_Extracted text_.
____________
- Interactive map of Kornasian bathhouse
- Type: Bathhouse;

History
- Built: Zand dynasty
- Built for: Qajar dynasty
- Rebuilt: 1903 to 2006 * (۱۲۸۲ to ۱۳۸۵ shamsi date)

Site notes
- Architect: Master Moizi
- Restored: yes
- Current use: museum of anthropology;
- Owner: Cultural Heritage, Handicrafts and Tourism Organization of Iran

= Kornasian Bathhouse =

National heritage site in Dezful, Iran

Kornasian bathhouse حمام کرناسیان dates to the Qajar era and is located south of the Kornasian neighbourhood in Dezful, Iran. This bathhouse is listed in the National Iranian Heritage List with the number 8477.

== Renaming ==
The Kornasian bathhouse was renamed in 2006 by the Cultural Heritage, Handicrafts and Tourism Organization of Iran and is now known as the Museum of Anthropology in Dezful.
____________
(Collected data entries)
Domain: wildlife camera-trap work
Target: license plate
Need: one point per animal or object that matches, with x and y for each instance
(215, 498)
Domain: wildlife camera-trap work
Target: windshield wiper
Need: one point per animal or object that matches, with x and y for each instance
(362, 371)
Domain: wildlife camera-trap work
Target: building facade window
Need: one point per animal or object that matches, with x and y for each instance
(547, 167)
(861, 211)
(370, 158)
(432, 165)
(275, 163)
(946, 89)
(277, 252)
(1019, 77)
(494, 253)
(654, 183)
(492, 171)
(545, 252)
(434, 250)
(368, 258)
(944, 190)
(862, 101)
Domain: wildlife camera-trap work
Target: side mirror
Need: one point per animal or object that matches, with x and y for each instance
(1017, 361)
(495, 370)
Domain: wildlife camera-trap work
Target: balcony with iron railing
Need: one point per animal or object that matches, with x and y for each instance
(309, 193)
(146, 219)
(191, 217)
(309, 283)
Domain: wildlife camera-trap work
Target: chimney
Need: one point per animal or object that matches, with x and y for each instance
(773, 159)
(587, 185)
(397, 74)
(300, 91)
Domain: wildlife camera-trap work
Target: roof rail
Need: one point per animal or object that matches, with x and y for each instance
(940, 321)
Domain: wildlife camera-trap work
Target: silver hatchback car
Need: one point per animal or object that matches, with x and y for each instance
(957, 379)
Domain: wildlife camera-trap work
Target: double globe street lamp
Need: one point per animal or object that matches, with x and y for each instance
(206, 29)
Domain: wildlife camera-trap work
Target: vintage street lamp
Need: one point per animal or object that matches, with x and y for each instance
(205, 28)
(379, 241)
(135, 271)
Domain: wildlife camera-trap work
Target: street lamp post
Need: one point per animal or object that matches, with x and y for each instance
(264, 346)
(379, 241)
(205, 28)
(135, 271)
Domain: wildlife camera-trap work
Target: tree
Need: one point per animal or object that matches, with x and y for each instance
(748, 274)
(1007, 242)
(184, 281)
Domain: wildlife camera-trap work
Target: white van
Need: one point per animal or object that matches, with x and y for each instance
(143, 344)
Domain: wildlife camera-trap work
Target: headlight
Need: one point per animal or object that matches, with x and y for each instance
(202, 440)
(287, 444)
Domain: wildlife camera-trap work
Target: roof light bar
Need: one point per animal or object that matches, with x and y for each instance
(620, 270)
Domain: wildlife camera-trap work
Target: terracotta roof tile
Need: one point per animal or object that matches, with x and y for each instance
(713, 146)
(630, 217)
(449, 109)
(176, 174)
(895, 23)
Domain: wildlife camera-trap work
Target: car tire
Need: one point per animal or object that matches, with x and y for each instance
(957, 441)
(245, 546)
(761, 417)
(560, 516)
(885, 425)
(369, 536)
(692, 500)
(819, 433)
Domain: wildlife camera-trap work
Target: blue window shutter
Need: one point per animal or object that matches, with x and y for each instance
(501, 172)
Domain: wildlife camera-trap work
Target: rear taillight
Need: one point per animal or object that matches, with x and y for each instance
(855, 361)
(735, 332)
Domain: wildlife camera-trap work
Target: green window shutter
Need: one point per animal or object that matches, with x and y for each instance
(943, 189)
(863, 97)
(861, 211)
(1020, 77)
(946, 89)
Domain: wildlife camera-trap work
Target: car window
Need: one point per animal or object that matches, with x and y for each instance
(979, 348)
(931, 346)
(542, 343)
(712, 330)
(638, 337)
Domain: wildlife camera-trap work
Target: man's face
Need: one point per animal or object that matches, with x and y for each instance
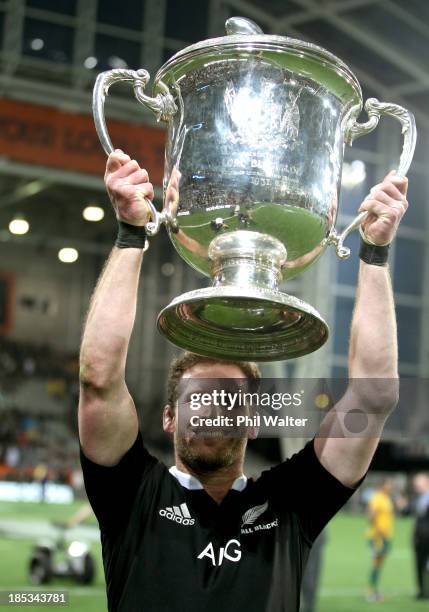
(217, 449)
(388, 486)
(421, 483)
____________
_Problem description_.
Give a two-sentence summary of the article on the Kornasian bathhouse. Work from the article on the Kornasian bathhouse and nothing else.

_Solved exercise_.
The Kornasian bathhouse dates to the Qajar era, stands south of the Kornasian neighborhood in Dezful, Iran, and is number 8477 on the National Iranian Heritage List. In 2006 the Cultural Heritage, Handicrafts and Tourism Organization of Iran renamed it, and it is now known as the Museum of Anthropology in Dezful.